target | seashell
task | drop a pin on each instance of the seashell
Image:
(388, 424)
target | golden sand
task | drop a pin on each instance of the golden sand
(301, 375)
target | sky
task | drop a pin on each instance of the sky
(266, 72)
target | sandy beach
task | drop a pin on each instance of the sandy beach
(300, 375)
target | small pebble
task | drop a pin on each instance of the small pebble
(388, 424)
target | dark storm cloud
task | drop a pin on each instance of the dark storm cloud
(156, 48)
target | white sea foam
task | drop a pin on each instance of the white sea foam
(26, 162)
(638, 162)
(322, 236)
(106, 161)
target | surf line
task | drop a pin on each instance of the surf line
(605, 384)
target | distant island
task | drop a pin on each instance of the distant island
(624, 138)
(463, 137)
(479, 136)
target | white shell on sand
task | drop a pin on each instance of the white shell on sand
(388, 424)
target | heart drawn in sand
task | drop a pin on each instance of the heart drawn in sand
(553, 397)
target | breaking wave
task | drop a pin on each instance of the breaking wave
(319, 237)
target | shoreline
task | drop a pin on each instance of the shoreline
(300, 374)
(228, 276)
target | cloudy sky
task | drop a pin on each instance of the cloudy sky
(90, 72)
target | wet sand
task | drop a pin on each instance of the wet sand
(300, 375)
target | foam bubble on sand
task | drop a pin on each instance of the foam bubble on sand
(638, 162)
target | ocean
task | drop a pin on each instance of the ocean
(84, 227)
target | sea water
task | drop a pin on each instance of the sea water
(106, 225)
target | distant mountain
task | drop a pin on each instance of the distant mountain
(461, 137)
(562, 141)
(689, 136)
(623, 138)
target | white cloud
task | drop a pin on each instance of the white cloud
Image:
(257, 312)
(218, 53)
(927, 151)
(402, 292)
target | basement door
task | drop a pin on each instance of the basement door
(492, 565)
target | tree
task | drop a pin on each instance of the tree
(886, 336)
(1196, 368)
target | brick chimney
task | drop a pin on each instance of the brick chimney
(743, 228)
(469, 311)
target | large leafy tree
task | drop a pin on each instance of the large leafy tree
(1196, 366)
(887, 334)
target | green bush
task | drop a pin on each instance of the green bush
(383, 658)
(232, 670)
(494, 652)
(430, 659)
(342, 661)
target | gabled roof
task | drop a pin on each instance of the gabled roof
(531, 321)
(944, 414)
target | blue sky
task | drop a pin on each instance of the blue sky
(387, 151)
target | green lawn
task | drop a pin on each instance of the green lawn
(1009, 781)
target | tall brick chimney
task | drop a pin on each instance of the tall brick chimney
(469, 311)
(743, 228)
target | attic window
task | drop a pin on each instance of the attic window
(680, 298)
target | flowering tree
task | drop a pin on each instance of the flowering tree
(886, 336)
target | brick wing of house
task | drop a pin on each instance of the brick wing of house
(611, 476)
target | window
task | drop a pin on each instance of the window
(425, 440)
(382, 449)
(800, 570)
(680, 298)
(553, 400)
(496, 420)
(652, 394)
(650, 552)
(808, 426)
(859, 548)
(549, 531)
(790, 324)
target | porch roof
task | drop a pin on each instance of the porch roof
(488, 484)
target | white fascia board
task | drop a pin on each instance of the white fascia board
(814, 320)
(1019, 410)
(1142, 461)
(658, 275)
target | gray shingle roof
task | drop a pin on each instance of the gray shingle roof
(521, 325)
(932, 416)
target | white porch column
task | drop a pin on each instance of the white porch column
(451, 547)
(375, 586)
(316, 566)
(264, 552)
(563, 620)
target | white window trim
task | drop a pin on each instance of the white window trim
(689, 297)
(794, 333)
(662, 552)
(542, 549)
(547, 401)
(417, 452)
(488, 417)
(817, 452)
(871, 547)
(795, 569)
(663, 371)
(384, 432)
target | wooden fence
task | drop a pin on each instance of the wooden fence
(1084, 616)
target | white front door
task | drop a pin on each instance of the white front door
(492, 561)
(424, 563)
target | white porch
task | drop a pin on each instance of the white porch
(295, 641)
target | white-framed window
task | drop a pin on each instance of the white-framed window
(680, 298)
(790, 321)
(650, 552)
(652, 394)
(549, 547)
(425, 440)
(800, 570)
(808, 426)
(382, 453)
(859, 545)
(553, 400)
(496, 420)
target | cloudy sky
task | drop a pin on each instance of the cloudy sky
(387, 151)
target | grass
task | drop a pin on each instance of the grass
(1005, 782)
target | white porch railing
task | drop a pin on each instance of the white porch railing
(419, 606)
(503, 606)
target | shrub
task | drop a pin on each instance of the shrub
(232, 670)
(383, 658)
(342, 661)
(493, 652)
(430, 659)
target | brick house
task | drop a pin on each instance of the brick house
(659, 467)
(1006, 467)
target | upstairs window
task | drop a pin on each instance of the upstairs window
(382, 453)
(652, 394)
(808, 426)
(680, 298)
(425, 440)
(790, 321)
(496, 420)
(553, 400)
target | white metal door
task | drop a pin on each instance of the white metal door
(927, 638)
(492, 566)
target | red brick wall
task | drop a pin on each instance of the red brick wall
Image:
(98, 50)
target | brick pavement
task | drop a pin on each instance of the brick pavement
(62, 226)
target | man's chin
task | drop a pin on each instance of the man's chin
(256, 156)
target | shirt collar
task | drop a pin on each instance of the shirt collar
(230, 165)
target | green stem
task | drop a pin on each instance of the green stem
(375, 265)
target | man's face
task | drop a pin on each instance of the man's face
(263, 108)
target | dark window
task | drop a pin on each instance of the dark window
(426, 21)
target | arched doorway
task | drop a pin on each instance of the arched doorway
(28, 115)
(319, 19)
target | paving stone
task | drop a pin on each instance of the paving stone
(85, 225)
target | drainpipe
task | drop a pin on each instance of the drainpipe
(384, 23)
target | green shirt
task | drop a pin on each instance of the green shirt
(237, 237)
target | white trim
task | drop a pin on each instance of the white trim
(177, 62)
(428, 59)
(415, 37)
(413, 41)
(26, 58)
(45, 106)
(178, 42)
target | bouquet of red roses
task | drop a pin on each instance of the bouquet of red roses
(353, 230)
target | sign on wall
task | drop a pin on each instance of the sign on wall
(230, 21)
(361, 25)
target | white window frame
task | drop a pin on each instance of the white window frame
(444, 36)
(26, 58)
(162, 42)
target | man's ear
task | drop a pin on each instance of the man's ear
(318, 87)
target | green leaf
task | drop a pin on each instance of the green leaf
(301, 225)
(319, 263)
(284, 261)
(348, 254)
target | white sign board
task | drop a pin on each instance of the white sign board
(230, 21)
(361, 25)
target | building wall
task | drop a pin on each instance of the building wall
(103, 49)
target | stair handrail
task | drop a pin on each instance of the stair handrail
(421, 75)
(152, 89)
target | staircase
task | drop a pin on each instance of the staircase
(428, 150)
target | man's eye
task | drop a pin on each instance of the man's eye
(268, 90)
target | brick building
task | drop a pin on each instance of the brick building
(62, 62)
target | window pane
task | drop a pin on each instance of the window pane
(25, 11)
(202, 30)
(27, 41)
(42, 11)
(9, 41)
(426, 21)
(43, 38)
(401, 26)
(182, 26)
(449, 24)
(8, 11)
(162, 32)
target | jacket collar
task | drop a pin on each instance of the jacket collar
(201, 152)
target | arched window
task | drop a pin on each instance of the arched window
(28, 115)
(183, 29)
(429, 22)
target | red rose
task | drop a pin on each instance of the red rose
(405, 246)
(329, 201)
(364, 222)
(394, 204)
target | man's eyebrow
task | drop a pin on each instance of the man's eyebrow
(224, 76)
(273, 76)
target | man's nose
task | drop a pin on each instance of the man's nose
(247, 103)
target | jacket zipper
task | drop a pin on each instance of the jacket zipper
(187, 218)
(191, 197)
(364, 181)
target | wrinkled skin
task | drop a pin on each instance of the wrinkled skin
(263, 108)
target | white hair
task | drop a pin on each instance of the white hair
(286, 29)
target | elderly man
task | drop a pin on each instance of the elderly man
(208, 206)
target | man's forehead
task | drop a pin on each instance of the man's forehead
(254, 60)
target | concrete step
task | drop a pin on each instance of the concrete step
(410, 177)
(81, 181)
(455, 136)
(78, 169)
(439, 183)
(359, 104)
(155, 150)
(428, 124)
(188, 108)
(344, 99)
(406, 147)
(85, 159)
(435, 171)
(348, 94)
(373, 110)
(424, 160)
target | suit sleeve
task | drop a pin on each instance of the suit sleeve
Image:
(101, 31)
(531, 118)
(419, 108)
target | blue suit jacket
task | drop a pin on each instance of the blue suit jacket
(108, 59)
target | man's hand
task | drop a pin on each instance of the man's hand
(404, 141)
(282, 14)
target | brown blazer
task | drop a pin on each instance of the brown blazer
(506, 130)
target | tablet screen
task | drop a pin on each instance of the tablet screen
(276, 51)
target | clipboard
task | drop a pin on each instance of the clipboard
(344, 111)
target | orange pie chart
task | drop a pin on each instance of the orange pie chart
━━━━━━━━━━━━━━━━
◆ EXERCISE DIRECTIONS ◆
Look above for the line with "target | man's forehead" and the line with "task | drop a pin on each instance of the suit". Write out those two lines and all the lines between them, exactly, and no others.

◆ RESPONSE TO THE EXERCISE ◆
target | man's forehead
task | drop a pin on each instance of the man's forehead
(254, 60)
target | concrete step
task | drop a pin on each instance of the concrete step
(410, 177)
(81, 181)
(455, 136)
(78, 169)
(439, 183)
(359, 104)
(155, 150)
(428, 124)
(188, 108)
(344, 99)
(406, 147)
(85, 159)
(435, 171)
(348, 94)
(373, 110)
(424, 160)
target | suit sleeve
task | drop a pin on each instance of the suit sleeve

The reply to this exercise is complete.